═══ Information provided ═══

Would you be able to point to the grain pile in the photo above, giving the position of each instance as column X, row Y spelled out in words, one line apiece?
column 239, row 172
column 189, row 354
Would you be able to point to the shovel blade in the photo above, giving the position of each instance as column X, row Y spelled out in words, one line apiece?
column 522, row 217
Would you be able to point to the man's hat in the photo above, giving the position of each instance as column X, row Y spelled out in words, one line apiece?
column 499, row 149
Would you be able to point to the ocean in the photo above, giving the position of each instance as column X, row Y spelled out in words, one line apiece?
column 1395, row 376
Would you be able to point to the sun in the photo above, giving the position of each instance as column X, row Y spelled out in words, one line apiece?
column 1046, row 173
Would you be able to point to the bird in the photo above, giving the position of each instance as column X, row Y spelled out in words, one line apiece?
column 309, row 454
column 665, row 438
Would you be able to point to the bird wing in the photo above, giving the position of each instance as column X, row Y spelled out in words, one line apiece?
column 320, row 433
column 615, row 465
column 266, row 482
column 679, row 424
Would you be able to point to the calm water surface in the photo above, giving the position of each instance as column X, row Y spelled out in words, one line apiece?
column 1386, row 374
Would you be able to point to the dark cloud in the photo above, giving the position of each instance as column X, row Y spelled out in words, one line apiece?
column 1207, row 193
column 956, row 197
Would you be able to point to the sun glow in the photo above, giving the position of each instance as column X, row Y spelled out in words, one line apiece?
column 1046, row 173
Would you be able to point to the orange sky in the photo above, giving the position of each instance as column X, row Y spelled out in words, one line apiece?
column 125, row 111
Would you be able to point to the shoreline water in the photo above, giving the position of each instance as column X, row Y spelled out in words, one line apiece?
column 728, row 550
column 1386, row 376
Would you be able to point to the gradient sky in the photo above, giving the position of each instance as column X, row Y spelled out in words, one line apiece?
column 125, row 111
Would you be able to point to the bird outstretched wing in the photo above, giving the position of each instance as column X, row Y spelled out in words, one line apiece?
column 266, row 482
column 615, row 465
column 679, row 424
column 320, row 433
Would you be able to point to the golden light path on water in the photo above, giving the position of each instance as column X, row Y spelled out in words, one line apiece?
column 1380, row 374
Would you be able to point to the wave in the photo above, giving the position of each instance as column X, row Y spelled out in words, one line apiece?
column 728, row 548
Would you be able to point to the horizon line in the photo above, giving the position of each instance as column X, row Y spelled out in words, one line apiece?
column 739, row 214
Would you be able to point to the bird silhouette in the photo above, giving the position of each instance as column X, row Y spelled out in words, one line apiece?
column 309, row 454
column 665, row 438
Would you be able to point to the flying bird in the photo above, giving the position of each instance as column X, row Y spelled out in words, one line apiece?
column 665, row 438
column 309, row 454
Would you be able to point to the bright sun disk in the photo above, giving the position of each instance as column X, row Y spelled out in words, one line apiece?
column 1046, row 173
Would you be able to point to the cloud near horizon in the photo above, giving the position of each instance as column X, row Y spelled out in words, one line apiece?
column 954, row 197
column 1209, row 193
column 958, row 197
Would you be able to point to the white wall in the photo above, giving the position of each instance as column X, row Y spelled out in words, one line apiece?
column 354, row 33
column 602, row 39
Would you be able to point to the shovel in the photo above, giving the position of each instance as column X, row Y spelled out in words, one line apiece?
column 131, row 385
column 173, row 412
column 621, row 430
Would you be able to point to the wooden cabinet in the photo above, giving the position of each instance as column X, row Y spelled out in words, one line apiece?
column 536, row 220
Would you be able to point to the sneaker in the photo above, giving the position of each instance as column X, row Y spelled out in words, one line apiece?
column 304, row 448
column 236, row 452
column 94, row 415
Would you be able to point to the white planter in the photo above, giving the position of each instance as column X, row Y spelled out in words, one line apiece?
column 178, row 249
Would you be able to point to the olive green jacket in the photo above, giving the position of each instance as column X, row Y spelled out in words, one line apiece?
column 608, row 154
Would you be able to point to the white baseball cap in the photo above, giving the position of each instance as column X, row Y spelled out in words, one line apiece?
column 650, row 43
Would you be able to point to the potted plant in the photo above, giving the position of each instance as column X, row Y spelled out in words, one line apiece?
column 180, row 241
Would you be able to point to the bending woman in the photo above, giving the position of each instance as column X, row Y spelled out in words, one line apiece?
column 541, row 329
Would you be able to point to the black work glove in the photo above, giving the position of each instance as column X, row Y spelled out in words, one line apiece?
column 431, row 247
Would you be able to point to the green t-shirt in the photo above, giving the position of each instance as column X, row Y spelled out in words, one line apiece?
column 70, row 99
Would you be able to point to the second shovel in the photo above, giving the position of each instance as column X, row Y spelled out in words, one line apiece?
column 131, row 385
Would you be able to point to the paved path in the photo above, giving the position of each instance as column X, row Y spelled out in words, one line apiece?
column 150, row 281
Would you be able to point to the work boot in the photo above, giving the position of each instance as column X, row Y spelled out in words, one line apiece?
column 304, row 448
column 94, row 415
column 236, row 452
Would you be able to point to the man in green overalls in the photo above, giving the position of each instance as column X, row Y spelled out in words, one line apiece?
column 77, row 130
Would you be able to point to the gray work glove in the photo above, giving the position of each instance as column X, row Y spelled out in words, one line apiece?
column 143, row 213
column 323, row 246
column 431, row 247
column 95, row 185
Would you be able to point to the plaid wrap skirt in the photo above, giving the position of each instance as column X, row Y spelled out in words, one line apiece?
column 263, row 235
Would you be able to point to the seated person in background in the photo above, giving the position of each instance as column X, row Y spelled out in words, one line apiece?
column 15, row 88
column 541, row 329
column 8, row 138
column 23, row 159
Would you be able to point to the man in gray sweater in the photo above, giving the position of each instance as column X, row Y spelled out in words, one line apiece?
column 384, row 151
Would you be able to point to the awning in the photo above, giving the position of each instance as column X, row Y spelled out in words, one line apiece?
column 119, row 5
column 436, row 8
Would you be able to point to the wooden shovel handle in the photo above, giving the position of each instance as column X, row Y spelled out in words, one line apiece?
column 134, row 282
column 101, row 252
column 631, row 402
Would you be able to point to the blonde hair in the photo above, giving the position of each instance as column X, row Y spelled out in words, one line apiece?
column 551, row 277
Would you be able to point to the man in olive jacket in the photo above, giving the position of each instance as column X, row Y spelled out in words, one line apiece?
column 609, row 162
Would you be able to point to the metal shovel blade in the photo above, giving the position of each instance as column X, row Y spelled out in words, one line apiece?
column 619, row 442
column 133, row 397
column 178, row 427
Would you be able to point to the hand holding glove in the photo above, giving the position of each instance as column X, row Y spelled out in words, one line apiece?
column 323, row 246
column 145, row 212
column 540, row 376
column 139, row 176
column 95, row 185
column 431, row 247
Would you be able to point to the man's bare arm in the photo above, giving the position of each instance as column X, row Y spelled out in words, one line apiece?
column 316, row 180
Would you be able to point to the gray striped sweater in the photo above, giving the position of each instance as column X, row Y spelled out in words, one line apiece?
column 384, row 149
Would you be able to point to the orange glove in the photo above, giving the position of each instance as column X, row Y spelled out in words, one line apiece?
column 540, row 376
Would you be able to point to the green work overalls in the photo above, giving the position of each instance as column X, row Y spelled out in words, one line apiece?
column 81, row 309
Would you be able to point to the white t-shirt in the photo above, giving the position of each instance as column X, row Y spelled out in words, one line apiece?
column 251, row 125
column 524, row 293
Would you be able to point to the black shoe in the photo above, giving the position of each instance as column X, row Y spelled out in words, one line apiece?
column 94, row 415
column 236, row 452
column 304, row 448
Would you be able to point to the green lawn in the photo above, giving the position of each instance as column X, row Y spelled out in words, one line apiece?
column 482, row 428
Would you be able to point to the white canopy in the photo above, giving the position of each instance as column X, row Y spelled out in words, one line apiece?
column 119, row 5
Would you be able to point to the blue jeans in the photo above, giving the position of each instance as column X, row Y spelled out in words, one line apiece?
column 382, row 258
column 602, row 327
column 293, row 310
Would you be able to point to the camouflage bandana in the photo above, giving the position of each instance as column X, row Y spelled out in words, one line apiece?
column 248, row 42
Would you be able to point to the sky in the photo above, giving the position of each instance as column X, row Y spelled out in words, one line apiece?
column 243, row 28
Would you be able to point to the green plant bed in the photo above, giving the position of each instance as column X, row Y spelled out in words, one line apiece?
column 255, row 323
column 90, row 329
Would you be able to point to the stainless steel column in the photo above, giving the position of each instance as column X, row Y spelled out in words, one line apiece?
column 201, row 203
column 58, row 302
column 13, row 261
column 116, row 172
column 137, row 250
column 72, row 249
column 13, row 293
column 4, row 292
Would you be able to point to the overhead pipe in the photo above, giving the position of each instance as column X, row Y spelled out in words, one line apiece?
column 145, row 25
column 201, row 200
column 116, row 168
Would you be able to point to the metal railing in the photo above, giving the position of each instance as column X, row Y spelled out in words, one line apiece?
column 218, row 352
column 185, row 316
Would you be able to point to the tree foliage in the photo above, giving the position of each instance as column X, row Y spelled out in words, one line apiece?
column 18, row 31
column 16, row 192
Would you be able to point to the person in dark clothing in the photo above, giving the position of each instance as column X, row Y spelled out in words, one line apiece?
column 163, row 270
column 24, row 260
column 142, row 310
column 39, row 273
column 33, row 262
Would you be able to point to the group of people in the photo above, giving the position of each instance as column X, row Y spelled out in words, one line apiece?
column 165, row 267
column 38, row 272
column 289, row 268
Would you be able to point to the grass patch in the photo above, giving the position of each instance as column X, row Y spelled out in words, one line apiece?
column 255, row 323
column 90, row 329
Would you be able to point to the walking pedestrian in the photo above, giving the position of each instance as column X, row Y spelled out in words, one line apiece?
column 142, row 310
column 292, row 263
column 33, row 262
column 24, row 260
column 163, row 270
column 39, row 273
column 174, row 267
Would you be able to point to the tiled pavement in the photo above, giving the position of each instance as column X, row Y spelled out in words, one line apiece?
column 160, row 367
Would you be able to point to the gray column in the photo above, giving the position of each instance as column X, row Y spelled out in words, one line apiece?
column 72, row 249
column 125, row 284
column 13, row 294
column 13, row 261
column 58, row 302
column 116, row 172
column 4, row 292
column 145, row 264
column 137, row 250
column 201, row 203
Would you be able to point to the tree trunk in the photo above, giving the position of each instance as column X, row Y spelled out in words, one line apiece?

═══

• **Aim of the exercise**
Find the line containing "Would you be able to point to the walking", then output it and every line after it to the end of the data, exactly.

• **Answer to this problem**
Would you be able to point to the walking pedestrian in the photo above, giving the position of each instance as column X, row Y spelled out in words, one line apiece?
column 142, row 310
column 292, row 263
column 33, row 262
column 24, row 260
column 163, row 270
column 39, row 273
column 174, row 267
Would you be able to point to the tiled pavement in the photo above, giving the position of each instance as column X, row Y spelled out in words, one line apiece?
column 160, row 367
Would you be able to point to the gray column in the photo above, giving the position of each instance as column X, row Y spelled out in words, one line apiece?
column 72, row 249
column 125, row 284
column 13, row 294
column 13, row 261
column 58, row 302
column 116, row 172
column 4, row 292
column 145, row 264
column 137, row 250
column 201, row 203
Would you be able to point to the tree trunk in the photo above, giving the position of each instance as column X, row Y spelled out in words, one line apiece?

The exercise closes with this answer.